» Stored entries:
┄┄┄┄┄┄┄┄┄┄

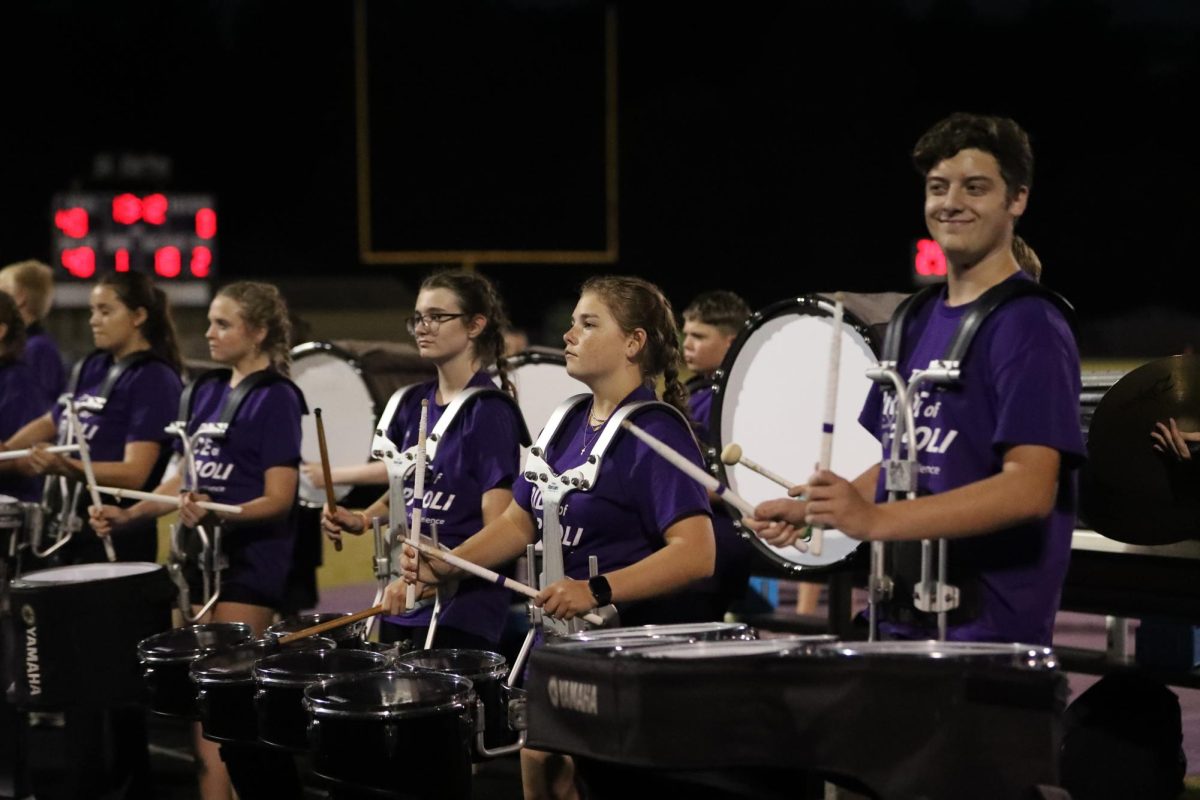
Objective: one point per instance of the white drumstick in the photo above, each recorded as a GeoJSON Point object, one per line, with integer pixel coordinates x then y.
{"type": "Point", "coordinates": [89, 474]}
{"type": "Point", "coordinates": [414, 533]}
{"type": "Point", "coordinates": [489, 575]}
{"type": "Point", "coordinates": [733, 455]}
{"type": "Point", "coordinates": [13, 455]}
{"type": "Point", "coordinates": [817, 541]}
{"type": "Point", "coordinates": [166, 499]}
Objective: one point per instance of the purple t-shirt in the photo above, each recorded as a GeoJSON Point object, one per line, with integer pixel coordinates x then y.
{"type": "Point", "coordinates": [1020, 386]}
{"type": "Point", "coordinates": [480, 451]}
{"type": "Point", "coordinates": [139, 407]}
{"type": "Point", "coordinates": [265, 433]}
{"type": "Point", "coordinates": [637, 494]}
{"type": "Point", "coordinates": [18, 407]}
{"type": "Point", "coordinates": [43, 358]}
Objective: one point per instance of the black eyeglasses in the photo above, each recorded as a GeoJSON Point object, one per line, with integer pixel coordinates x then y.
{"type": "Point", "coordinates": [431, 322]}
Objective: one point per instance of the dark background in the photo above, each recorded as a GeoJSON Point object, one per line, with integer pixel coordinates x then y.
{"type": "Point", "coordinates": [763, 146]}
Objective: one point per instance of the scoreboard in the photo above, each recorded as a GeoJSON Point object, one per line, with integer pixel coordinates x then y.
{"type": "Point", "coordinates": [169, 235]}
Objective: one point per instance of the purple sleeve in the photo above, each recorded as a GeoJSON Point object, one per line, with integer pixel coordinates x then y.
{"type": "Point", "coordinates": [663, 494]}
{"type": "Point", "coordinates": [277, 419]}
{"type": "Point", "coordinates": [1037, 379]}
{"type": "Point", "coordinates": [496, 449]}
{"type": "Point", "coordinates": [154, 391]}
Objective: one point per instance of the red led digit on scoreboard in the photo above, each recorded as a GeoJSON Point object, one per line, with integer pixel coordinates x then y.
{"type": "Point", "coordinates": [167, 262]}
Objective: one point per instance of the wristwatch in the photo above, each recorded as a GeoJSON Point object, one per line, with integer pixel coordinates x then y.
{"type": "Point", "coordinates": [600, 590]}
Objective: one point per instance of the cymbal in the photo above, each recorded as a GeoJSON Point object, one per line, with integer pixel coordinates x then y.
{"type": "Point", "coordinates": [1128, 491]}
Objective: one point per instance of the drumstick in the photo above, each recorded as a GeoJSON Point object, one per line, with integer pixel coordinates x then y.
{"type": "Point", "coordinates": [166, 499]}
{"type": "Point", "coordinates": [89, 475]}
{"type": "Point", "coordinates": [13, 455]}
{"type": "Point", "coordinates": [817, 542]}
{"type": "Point", "coordinates": [489, 575]}
{"type": "Point", "coordinates": [691, 470]}
{"type": "Point", "coordinates": [414, 533]}
{"type": "Point", "coordinates": [327, 473]}
{"type": "Point", "coordinates": [732, 455]}
{"type": "Point", "coordinates": [341, 621]}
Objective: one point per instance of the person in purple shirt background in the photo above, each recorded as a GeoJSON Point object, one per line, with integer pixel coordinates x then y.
{"type": "Point", "coordinates": [1000, 451]}
{"type": "Point", "coordinates": [711, 324]}
{"type": "Point", "coordinates": [31, 284]}
{"type": "Point", "coordinates": [18, 405]}
{"type": "Point", "coordinates": [648, 524]}
{"type": "Point", "coordinates": [255, 465]}
{"type": "Point", "coordinates": [130, 322]}
{"type": "Point", "coordinates": [459, 324]}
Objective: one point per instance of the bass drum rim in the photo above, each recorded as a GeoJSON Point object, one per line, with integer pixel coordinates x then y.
{"type": "Point", "coordinates": [814, 305]}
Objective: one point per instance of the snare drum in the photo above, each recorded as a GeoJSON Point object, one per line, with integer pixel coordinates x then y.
{"type": "Point", "coordinates": [78, 630]}
{"type": "Point", "coordinates": [280, 681]}
{"type": "Point", "coordinates": [486, 672]}
{"type": "Point", "coordinates": [353, 380]}
{"type": "Point", "coordinates": [769, 398]}
{"type": "Point", "coordinates": [400, 733]}
{"type": "Point", "coordinates": [166, 659]}
{"type": "Point", "coordinates": [225, 687]}
{"type": "Point", "coordinates": [348, 637]}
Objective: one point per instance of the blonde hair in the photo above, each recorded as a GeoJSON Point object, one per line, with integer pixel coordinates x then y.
{"type": "Point", "coordinates": [35, 281]}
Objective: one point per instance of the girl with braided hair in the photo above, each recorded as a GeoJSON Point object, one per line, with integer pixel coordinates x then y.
{"type": "Point", "coordinates": [459, 325]}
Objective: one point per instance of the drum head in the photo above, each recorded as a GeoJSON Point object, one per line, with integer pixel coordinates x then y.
{"type": "Point", "coordinates": [333, 382]}
{"type": "Point", "coordinates": [389, 695]}
{"type": "Point", "coordinates": [771, 398]}
{"type": "Point", "coordinates": [474, 665]}
{"type": "Point", "coordinates": [543, 384]}
{"type": "Point", "coordinates": [89, 572]}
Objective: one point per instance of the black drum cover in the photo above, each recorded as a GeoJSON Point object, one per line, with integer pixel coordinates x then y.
{"type": "Point", "coordinates": [78, 630]}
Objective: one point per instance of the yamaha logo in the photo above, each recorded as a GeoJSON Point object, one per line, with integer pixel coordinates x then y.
{"type": "Point", "coordinates": [574, 696]}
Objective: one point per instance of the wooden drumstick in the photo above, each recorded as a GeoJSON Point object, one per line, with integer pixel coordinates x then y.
{"type": "Point", "coordinates": [341, 621]}
{"type": "Point", "coordinates": [732, 455]}
{"type": "Point", "coordinates": [699, 475]}
{"type": "Point", "coordinates": [489, 575]}
{"type": "Point", "coordinates": [330, 498]}
{"type": "Point", "coordinates": [414, 531]}
{"type": "Point", "coordinates": [817, 542]}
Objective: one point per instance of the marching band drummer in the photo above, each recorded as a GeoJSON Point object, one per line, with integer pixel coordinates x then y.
{"type": "Point", "coordinates": [1003, 480]}
{"type": "Point", "coordinates": [647, 523]}
{"type": "Point", "coordinates": [18, 405]}
{"type": "Point", "coordinates": [255, 465]}
{"type": "Point", "coordinates": [459, 325]}
{"type": "Point", "coordinates": [709, 325]}
{"type": "Point", "coordinates": [31, 284]}
{"type": "Point", "coordinates": [132, 328]}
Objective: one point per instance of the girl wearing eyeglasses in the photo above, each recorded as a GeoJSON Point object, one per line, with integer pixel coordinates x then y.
{"type": "Point", "coordinates": [459, 325]}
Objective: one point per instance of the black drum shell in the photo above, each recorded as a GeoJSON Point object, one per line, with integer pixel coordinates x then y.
{"type": "Point", "coordinates": [280, 681]}
{"type": "Point", "coordinates": [225, 699]}
{"type": "Point", "coordinates": [348, 637]}
{"type": "Point", "coordinates": [486, 671]}
{"type": "Point", "coordinates": [77, 638]}
{"type": "Point", "coordinates": [377, 750]}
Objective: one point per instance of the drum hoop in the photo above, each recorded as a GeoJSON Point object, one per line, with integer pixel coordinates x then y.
{"type": "Point", "coordinates": [823, 307]}
{"type": "Point", "coordinates": [462, 698]}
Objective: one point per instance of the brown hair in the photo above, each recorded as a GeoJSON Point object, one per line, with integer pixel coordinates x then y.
{"type": "Point", "coordinates": [478, 296]}
{"type": "Point", "coordinates": [635, 304]}
{"type": "Point", "coordinates": [137, 290]}
{"type": "Point", "coordinates": [263, 307]}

┄┄┄┄┄┄┄┄┄┄

» Task brief:
The records must be copied with no word altered, and without their pictures.

» Answer to the exercise:
Objective: one point per instance of the white drumstick in the photo above, each recorded as a GeoJSON Point object, one per line, with integer pixel coordinates x then y.
{"type": "Point", "coordinates": [89, 474]}
{"type": "Point", "coordinates": [414, 533]}
{"type": "Point", "coordinates": [489, 575]}
{"type": "Point", "coordinates": [733, 455]}
{"type": "Point", "coordinates": [13, 455]}
{"type": "Point", "coordinates": [817, 541]}
{"type": "Point", "coordinates": [166, 499]}
Objective: one point per instance of the purple t-shirt in the photo above, each recorded as a GeoJSON Point object, one per line, with integer pixel coordinates x then y.
{"type": "Point", "coordinates": [1020, 386]}
{"type": "Point", "coordinates": [480, 451]}
{"type": "Point", "coordinates": [139, 407]}
{"type": "Point", "coordinates": [265, 433]}
{"type": "Point", "coordinates": [637, 494]}
{"type": "Point", "coordinates": [18, 407]}
{"type": "Point", "coordinates": [43, 358]}
Objective: one point per instance of the black eyeglasses in the photo above, each recorded as a GeoJSON Point object, one per line, with integer pixel coordinates x then y.
{"type": "Point", "coordinates": [431, 322]}
Objective: one point per instance of the dark background in the photo above, each recorded as a GeoJSON Point object, one per line, with integer pixel coordinates x then y.
{"type": "Point", "coordinates": [763, 146]}
Objective: one point per instance of the scoreboard in the photo above, each recorded as a GeoJSON Point object, one per line, with integer pixel coordinates x then y.
{"type": "Point", "coordinates": [169, 235]}
Objective: one point per instance of the purple sleeve in the photo above, each recorded as a GeoJSON Point object, one per line, with integer pixel coordinates x then y.
{"type": "Point", "coordinates": [663, 494]}
{"type": "Point", "coordinates": [277, 419]}
{"type": "Point", "coordinates": [1037, 379]}
{"type": "Point", "coordinates": [496, 449]}
{"type": "Point", "coordinates": [154, 391]}
Objective: one point per instance of the red led digit on scoreboard in the photo above, each recorded as a GeoJSON Point object, one per line, with integer pixel coordinates x then y.
{"type": "Point", "coordinates": [167, 262]}
Objective: one point per instance of the wristwatch in the photo above, each recorded as a GeoJSON Point object, one per line, with integer pixel coordinates x then y.
{"type": "Point", "coordinates": [600, 590]}
Objective: one point per instance of the cymbal in the photo above, each recorded as a GeoJSON Point object, one per line, with integer pixel coordinates x then y.
{"type": "Point", "coordinates": [1128, 491]}
Objective: one point per instance of the drumstick in the photo above, each recorded as a GeoJSON Point object, one per line, with integer pixel coordinates x then y.
{"type": "Point", "coordinates": [166, 499]}
{"type": "Point", "coordinates": [89, 475]}
{"type": "Point", "coordinates": [13, 455]}
{"type": "Point", "coordinates": [817, 542]}
{"type": "Point", "coordinates": [489, 575]}
{"type": "Point", "coordinates": [691, 470]}
{"type": "Point", "coordinates": [414, 533]}
{"type": "Point", "coordinates": [327, 473]}
{"type": "Point", "coordinates": [732, 455]}
{"type": "Point", "coordinates": [341, 621]}
Objective: one point per instance of the person in purple shirt background in the photo above, each recorded as a GeoJSON Point object, one per line, with integer pixel coordinates x then y.
{"type": "Point", "coordinates": [1000, 451]}
{"type": "Point", "coordinates": [711, 324]}
{"type": "Point", "coordinates": [31, 284]}
{"type": "Point", "coordinates": [18, 405]}
{"type": "Point", "coordinates": [648, 524]}
{"type": "Point", "coordinates": [255, 465]}
{"type": "Point", "coordinates": [130, 322]}
{"type": "Point", "coordinates": [459, 324]}
Objective: one point per instance of the bass drum rim in the photo above, each recorded as a GeoJSON Point object, one per line, with integer pixel coordinates x then y.
{"type": "Point", "coordinates": [814, 305]}
Objective: one point per instance of the snare drum in the photo above, each recorded as a GeoJSON Point object, one per line, with integer pixel coordinates x then y.
{"type": "Point", "coordinates": [78, 630]}
{"type": "Point", "coordinates": [280, 681]}
{"type": "Point", "coordinates": [486, 672]}
{"type": "Point", "coordinates": [353, 380]}
{"type": "Point", "coordinates": [769, 398]}
{"type": "Point", "coordinates": [400, 733]}
{"type": "Point", "coordinates": [166, 659]}
{"type": "Point", "coordinates": [225, 687]}
{"type": "Point", "coordinates": [348, 637]}
Objective: one point per instance of the blonde hair in the photo above, each recorded as a GeoJSON Point object, one per line, with integer pixel coordinates x then y.
{"type": "Point", "coordinates": [35, 281]}
Objective: one point per instance of the girl with braided hair in the photo above, each recorded as a GeoJSON Point object, one per line, with integer pixel coordinates x then y.
{"type": "Point", "coordinates": [459, 325]}
Objective: one point per instance of the drum head in the photo above, each recorded as a GeoJSON Point object, one per line, with integer pixel coordinates x then y.
{"type": "Point", "coordinates": [333, 382]}
{"type": "Point", "coordinates": [389, 695]}
{"type": "Point", "coordinates": [771, 398]}
{"type": "Point", "coordinates": [474, 665]}
{"type": "Point", "coordinates": [543, 384]}
{"type": "Point", "coordinates": [89, 572]}
Objective: one point per instance of the black drum cover in the photo above, each recorded as a GeoJSON Point object, one per line, with integer pixel coordinates x then y.
{"type": "Point", "coordinates": [78, 630]}
Objective: one point per instance of the yamaha logo in the photo above, each recorded as a GeoJSON Point object, one per line, with integer pixel coordinates x then y.
{"type": "Point", "coordinates": [574, 696]}
Objective: one point per instance of the wooden drumstick in the photo above, each recorded as a GeoJSON Point object, one per line, with integer pixel coordinates x then y.
{"type": "Point", "coordinates": [341, 621]}
{"type": "Point", "coordinates": [732, 455]}
{"type": "Point", "coordinates": [699, 475]}
{"type": "Point", "coordinates": [489, 575]}
{"type": "Point", "coordinates": [330, 498]}
{"type": "Point", "coordinates": [414, 531]}
{"type": "Point", "coordinates": [817, 542]}
Objective: one point per instance of the marching band drummer in the photo above, each recorded as a GeoJSON Point object, one per line, with integer pixel coordinates x then y.
{"type": "Point", "coordinates": [1003, 480]}
{"type": "Point", "coordinates": [647, 523]}
{"type": "Point", "coordinates": [18, 405]}
{"type": "Point", "coordinates": [255, 465]}
{"type": "Point", "coordinates": [459, 325]}
{"type": "Point", "coordinates": [709, 325]}
{"type": "Point", "coordinates": [31, 284]}
{"type": "Point", "coordinates": [132, 328]}
Objective: one point per instance of the girl wearing eyeglasses in the photo above, each recorded as a GeoJSON Point object, one per line, with integer pixel coordinates x then y.
{"type": "Point", "coordinates": [459, 325]}
Objective: one point per instance of the black drum shell in the photo above, each recorded as a GeoJSON Point object, one per line, with integer pixel coordinates x then y.
{"type": "Point", "coordinates": [280, 681]}
{"type": "Point", "coordinates": [225, 699]}
{"type": "Point", "coordinates": [348, 637]}
{"type": "Point", "coordinates": [486, 671]}
{"type": "Point", "coordinates": [77, 638]}
{"type": "Point", "coordinates": [377, 750]}
Objective: one point per instance of the drum hoop in the photo above, each recorded as a GeoJSON Point object, one per line, with integer pixel coordinates x then y.
{"type": "Point", "coordinates": [823, 307]}
{"type": "Point", "coordinates": [462, 698]}
Objective: one point per instance of the brown hair in the photo above, each recorded as a GeoJSON Point object, one per line, with integer pixel coordinates x then y.
{"type": "Point", "coordinates": [478, 296]}
{"type": "Point", "coordinates": [635, 304]}
{"type": "Point", "coordinates": [137, 290]}
{"type": "Point", "coordinates": [263, 307]}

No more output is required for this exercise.